== Aim ==
Could you put the items below into a two-column CSV with the header row input,output, with one row per item holding its full text and its answer? Each value should go in one quoted field, with its line breaks turned into spaces.
--- --- ---
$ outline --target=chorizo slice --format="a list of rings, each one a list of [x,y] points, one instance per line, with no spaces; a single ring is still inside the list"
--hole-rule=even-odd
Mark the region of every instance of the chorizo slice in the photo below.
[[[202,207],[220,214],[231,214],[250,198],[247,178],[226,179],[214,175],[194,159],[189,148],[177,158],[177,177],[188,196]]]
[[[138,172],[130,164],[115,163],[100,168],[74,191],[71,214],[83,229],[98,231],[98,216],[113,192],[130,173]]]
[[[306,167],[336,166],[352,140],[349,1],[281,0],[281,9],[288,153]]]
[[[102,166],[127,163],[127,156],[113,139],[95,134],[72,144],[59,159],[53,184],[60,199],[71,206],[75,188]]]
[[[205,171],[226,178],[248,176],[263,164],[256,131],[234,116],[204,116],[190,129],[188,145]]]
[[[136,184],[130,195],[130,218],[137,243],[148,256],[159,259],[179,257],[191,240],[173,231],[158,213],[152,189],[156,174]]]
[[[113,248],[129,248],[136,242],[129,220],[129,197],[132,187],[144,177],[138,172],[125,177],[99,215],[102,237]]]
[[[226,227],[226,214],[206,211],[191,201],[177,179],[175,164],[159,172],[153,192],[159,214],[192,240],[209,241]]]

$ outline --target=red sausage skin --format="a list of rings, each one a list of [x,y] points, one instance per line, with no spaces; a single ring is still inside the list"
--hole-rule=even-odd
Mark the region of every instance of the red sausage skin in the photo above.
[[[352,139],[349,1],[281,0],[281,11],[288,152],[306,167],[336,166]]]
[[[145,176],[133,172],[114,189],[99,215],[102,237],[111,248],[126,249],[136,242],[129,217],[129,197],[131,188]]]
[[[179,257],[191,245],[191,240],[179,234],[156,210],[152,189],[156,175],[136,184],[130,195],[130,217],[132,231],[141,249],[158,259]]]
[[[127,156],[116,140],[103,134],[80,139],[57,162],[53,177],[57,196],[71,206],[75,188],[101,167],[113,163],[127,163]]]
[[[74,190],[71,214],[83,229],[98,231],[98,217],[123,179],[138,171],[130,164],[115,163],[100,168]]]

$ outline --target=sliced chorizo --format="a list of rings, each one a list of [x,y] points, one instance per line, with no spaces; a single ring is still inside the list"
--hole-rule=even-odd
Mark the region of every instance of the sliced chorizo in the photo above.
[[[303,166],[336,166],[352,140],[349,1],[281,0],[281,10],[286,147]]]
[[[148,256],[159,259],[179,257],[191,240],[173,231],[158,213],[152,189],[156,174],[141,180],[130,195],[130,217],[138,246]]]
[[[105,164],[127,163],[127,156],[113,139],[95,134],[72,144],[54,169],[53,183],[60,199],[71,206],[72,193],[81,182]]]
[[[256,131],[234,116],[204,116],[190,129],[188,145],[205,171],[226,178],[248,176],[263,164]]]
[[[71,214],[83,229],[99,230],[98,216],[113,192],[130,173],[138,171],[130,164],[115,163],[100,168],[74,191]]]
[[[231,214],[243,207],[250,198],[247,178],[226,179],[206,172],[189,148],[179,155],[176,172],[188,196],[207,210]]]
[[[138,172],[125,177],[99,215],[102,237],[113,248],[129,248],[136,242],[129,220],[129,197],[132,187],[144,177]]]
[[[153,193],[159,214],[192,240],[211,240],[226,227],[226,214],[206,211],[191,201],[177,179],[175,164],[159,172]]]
--- --- ---
== Correct answer ==
input,output
"$ outline --target=chorizo slice --format=""a list of rings, each one a list of [x,y] points, one instance per line, with no spaces; a single ring is still inside the list"" --hole-rule=even-odd Mark the region of every instance of the chorizo slice in the photo below.","[[[202,207],[220,214],[231,214],[250,198],[247,178],[226,179],[214,175],[194,159],[189,148],[177,158],[177,177],[188,196]]] [[[138,172],[130,164],[115,163],[100,168],[74,191],[71,214],[83,229],[98,231],[98,216],[113,192],[130,173]]] [[[306,167],[336,166],[352,140],[349,1],[281,0],[281,9],[288,153]]] [[[102,166],[127,163],[127,156],[113,139],[95,134],[72,144],[59,159],[53,184],[60,199],[71,206],[75,188]]] [[[205,171],[226,178],[248,176],[263,164],[256,131],[234,116],[204,116],[190,129],[188,145]]] [[[136,184],[130,195],[130,218],[137,243],[148,256],[159,259],[179,257],[191,240],[173,231],[158,213],[152,189],[156,174]]] [[[113,248],[129,248],[136,242],[129,220],[129,197],[132,187],[144,177],[138,172],[125,177],[99,215],[102,237]]] [[[226,227],[226,214],[206,211],[191,201],[177,179],[175,164],[159,172],[153,192],[159,214],[192,240],[209,241]]]"
"$ outline --target=red sausage skin --format=""a list of rings, each one a list of [x,y] points, one instance per line, with no spaces; a single ring is still inside the list"" --hole-rule=even-odd Mark the region of every instance of the red sausage skin in the photo above.","[[[352,139],[349,1],[281,0],[281,11],[288,152],[306,167],[336,166]]] [[[145,176],[133,172],[114,189],[99,215],[102,237],[111,248],[126,249],[136,242],[129,217],[129,197],[131,188]]] [[[179,257],[191,245],[191,240],[179,234],[156,210],[152,189],[156,175],[136,184],[130,195],[130,217],[132,231],[141,249],[158,259]]] [[[127,156],[116,140],[103,134],[80,139],[57,162],[53,177],[57,196],[71,206],[75,188],[101,167],[113,163],[127,163]]] [[[74,190],[71,214],[83,229],[98,231],[98,217],[123,179],[138,171],[130,164],[115,163],[100,168]]]"
"$ outline --target=sliced chorizo --format=""a list of rings, each one a list of [x,y] points, one instance per line, with no spaces; a single ring is still inside the list"" --hole-rule=even-odd Mark the region of every instance of the sliced chorizo in the photo above.","[[[303,166],[336,166],[352,140],[349,1],[281,0],[281,10],[286,147]]] [[[148,256],[159,259],[179,257],[191,240],[173,231],[158,213],[152,189],[156,174],[141,180],[130,195],[130,217],[138,246]]] [[[105,164],[127,163],[127,156],[113,139],[95,134],[72,144],[54,169],[53,183],[60,199],[71,206],[72,193],[81,182]]] [[[256,131],[234,116],[204,116],[190,129],[188,145],[205,171],[226,178],[248,176],[263,164]]] [[[71,214],[83,229],[99,230],[98,216],[113,192],[130,173],[138,171],[130,164],[115,163],[100,168],[74,191]]] [[[231,214],[243,207],[250,198],[247,178],[226,179],[206,172],[189,148],[179,155],[176,172],[188,196],[207,210]]] [[[138,172],[125,177],[99,215],[102,237],[113,248],[129,248],[136,242],[129,220],[129,197],[132,187],[144,177]]] [[[153,193],[159,214],[192,240],[211,240],[226,227],[226,214],[206,211],[191,201],[177,179],[175,164],[159,172]]]"